[Start of section]
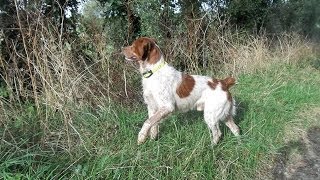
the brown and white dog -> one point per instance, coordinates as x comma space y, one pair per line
165, 90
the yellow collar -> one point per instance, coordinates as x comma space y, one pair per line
149, 73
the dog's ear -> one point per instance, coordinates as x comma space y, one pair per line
148, 46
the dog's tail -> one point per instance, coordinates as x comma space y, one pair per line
228, 82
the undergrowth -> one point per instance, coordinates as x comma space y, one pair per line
103, 141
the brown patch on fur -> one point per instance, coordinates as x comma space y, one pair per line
186, 86
143, 49
225, 85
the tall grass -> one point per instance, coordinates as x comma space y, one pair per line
74, 108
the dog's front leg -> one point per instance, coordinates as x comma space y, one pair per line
153, 120
154, 130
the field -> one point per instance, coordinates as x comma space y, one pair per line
277, 105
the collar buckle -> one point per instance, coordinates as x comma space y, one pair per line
147, 74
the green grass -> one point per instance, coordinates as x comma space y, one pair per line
104, 145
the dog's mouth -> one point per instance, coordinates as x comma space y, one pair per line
129, 59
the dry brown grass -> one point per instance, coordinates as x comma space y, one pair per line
66, 75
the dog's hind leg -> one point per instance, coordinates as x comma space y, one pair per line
154, 130
232, 126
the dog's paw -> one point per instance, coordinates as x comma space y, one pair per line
142, 137
154, 130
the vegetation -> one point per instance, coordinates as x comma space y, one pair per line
70, 107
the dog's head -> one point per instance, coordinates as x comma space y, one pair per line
142, 49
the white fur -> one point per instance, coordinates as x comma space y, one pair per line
159, 92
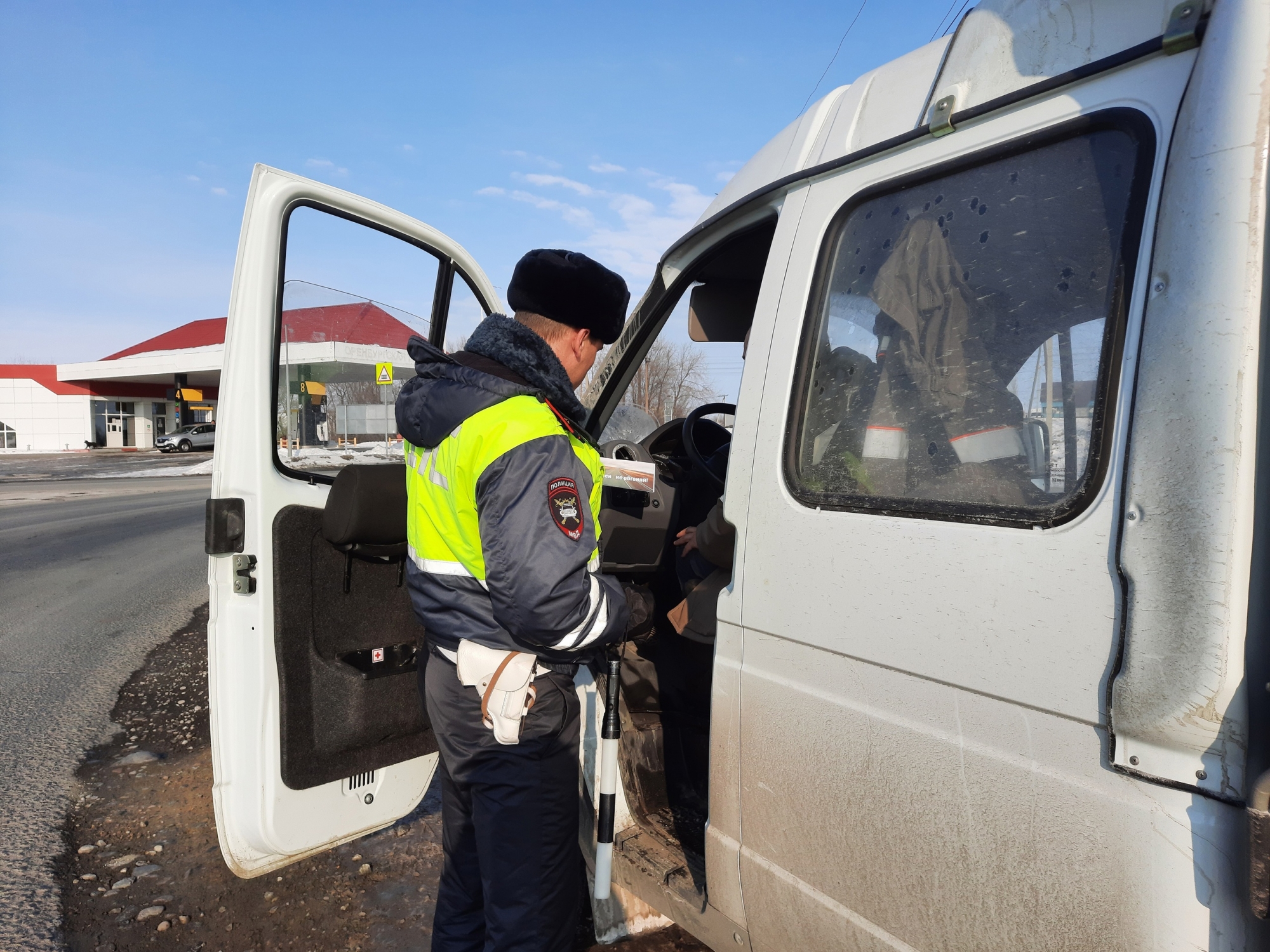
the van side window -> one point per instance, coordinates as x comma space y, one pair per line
963, 337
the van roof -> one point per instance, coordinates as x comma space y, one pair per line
999, 48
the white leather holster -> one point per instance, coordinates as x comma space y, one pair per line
505, 681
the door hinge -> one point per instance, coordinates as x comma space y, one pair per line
942, 117
244, 583
1183, 30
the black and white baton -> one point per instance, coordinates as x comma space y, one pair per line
609, 738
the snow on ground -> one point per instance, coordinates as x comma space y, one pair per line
203, 469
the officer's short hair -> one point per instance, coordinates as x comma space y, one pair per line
545, 328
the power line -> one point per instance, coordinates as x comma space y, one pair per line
835, 58
956, 20
940, 25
[End of section]
• [TASK INSTRUCTIONS]: Exact copies of the line containing "the black and" and of every line after it through the end of the entries are all that should be output.

• [RESULT BELOW]:
the black and white baton -> one point per instance, coordinates as x comma space y, one pair per line
609, 738
the snow on ground -> one point per instance, coordinates as x comma space y, one pair per line
203, 469
the officer's short hair -> one point per instance, coordinates as x comma space y, one pair per line
545, 328
the power line -> one point per instance, coordinates as x comma space y, one pair per line
835, 58
956, 20
940, 25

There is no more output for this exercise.